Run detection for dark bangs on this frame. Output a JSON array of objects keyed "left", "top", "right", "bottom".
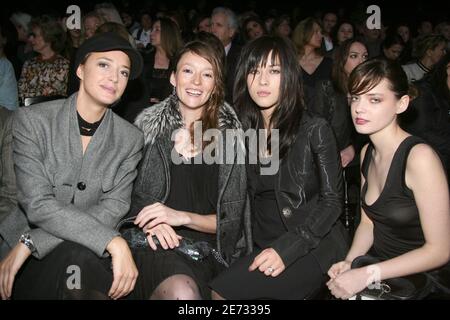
[{"left": 348, "top": 58, "right": 410, "bottom": 99}]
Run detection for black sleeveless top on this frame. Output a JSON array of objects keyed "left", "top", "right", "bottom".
[
  {"left": 361, "top": 136, "right": 425, "bottom": 260},
  {"left": 166, "top": 153, "right": 219, "bottom": 247}
]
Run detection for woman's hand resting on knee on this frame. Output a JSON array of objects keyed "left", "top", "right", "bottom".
[
  {"left": 248, "top": 248, "right": 286, "bottom": 277},
  {"left": 0, "top": 243, "right": 31, "bottom": 300},
  {"left": 144, "top": 223, "right": 182, "bottom": 250},
  {"left": 106, "top": 237, "right": 138, "bottom": 300}
]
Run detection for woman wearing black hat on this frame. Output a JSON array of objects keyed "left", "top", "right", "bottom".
[{"left": 0, "top": 33, "right": 143, "bottom": 299}]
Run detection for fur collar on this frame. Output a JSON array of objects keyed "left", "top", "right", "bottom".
[{"left": 134, "top": 94, "right": 242, "bottom": 144}]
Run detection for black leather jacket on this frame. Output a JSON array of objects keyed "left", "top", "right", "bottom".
[{"left": 250, "top": 112, "right": 348, "bottom": 272}]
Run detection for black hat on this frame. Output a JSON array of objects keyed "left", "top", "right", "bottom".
[{"left": 75, "top": 32, "right": 144, "bottom": 79}]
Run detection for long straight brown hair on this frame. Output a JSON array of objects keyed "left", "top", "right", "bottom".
[{"left": 174, "top": 40, "right": 225, "bottom": 148}]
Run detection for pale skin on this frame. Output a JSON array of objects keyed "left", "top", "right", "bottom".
++++++++++
Rescale the stretch from the line containing "Run detection for black hat" through the end of the data, both ends included: reproduce every line, requests too, with each bounding-box coordinate in the answers multiplied by 2.25 and rounded to a whole number, halves up. Return only those lines.

Run detection for black hat on this frame. Output a JSON array of objects keyed "left", "top", "right", "bottom".
[{"left": 169, "top": 72, "right": 324, "bottom": 178}]
Run detection for long straight brown hair on this frame. Output a JSON array of objects keyed "left", "top", "right", "bottom".
[{"left": 392, "top": 90, "right": 506, "bottom": 333}]
Run detection for pale skin on this frame. Output a JSON array of objects keyed "left", "top", "right", "bottom".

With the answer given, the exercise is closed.